* Objectifs
1. D'après l'extrait sur le restaurant Paul Bocuse, depuis quelle année l'Auberge du Pont de Collonges était-elle triple étoilée ?
2. Résumez plus brièvement le paragraphe de l'extrait sur le restaurant Paul Bocuse qui commence par « Ce pourrait être un combat d’institutions », en gardant ses faits principaux.
3. Renommez « Guide Michelin » en « guide rouge » dans le passage de l'extrait sur le restaurant Paul Bocuse qui commence par « Nous l’avions annoncé » et se poursuit jusqu'à « pitoyable de survie. », puis recopiez ce passage.
━━━━━ Extrait du document ━━━━━
Nous l’avions annoncé il y a un an, en espérant – sans trop y croire – conjurer le sort : le restaurant Paul Bocuse perd sa troisième étoile. Plus ancien triple étoilé au monde, depuis 1965, l’Auberge du Pont de Collonges a été sanctionnée par un Guide Michelin qui ne se vend plus et court désormais après le buzz médiatique comme stratégie pitoyable de survie.
Ce pourrait être un combat d’institutions, le mythique guide rouge contre le mythique pape de la gastronomie, mais c’est en vérité une misérable agression contre la culture française ou même le simple bon sens. Comment peut-on rétrograder une table d’un tel niveau, dont la régularité dans l’assiette est exceptionnelle et, à part quelques grincheux ou incompétents, une satisfaction-client jamais démentie (les près de 3000 avis TripAdvisor en rendent compte) ?
Nous allons ici démontrer que Le Guide Michelin se trompe et expliquer ce que cette rétrogradation nous dit de l’air du temps.
1. Vaut le voyage
Un restaurant 2 étoiles est un restaurant qui « mérite le détour » d’après Le Guide Michelin ; un 3 étoiles « vaut le voyage ». Qui oserait dire que le restaurant de Paul Bocuse ne vaut pas le voyage ? Les inspecteurs qui traversent la France n’auraient-ils pas inspecté par erreur l’une des 4 brasseries Paul Bocuse du centre-ville ? On pourrait le croire. Nous qui sommes par proximité géographique (et pure conscience professionnelle, bien sûr) amené à fréquenter régulièrement la célèbre Auberge depuis de très nombreuses années, pouvons affirmer que Le Guide Michelin contrevient gravement à ses propres 5 critères. Nous allons le démontrer.
━━━━━ Données brutes ━━━━━
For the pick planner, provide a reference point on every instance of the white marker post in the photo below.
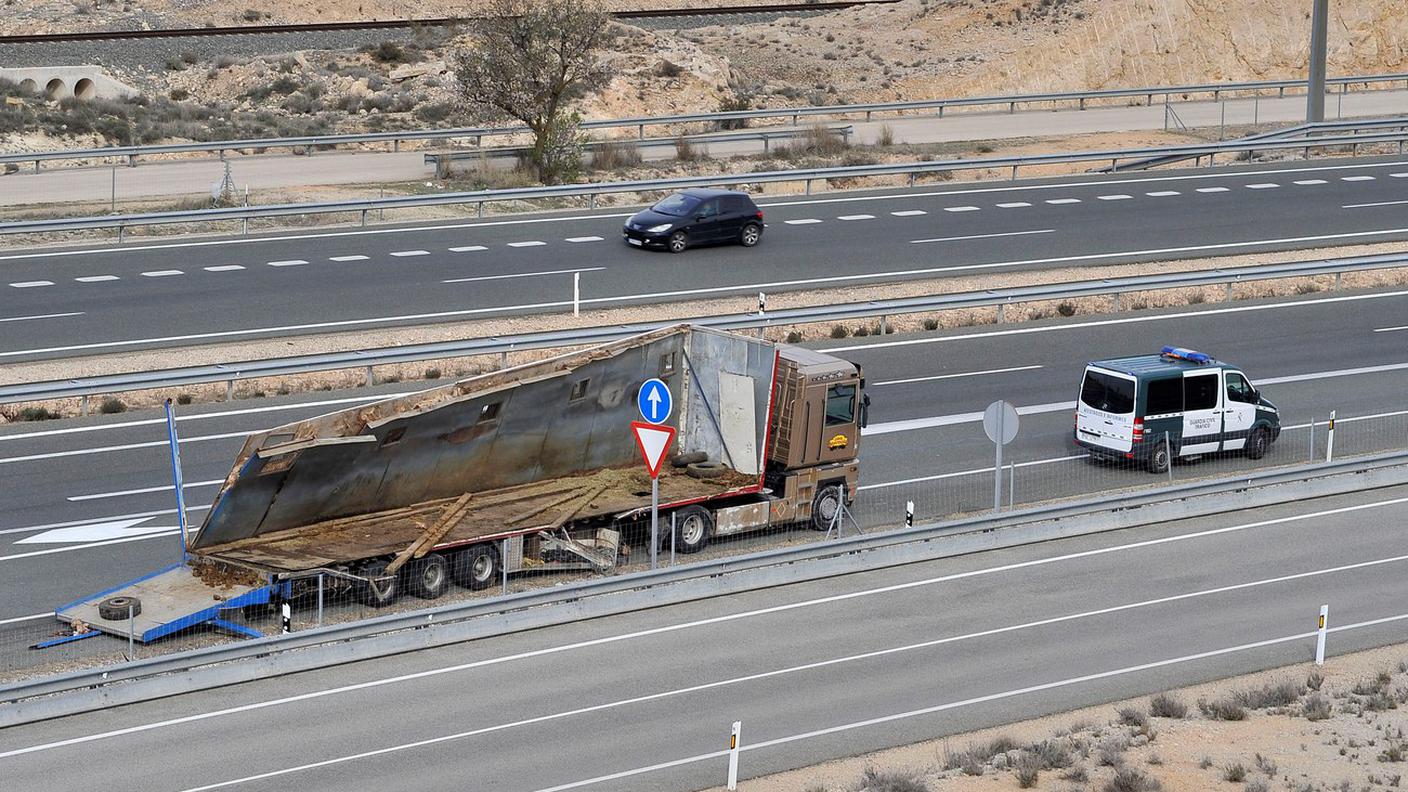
(732, 753)
(1320, 636)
━━━━━
* Réponses
1. Depuis 1965.

2. Plus qu'un duel entre deux institutions mythiques, le guide rouge et le pape de la gastronomie, cette rétrogradation est une agression contre la culture française et le bon sens. Elle frappe une table d'un très haut niveau, d'une régularité exceptionnelle, dont la satisfaction-client n'a jamais été démentie, à part quelques grincheux ou incompétents. Les près de 3000 avis TripAdvisor en témoignent.

3.
Nous l’avions annoncé il y a un an, en espérant – sans trop y croire – conjurer le sort : le restaurant Paul Bocuse perd sa troisième étoile. Plus ancien triple étoilé au monde, depuis 1965, l’Auberge du Pont de Collonges a été sanctionnée par un guide rouge qui ne se vend plus et court désormais après le buzz médiatique comme stratégie pitoyable de survie.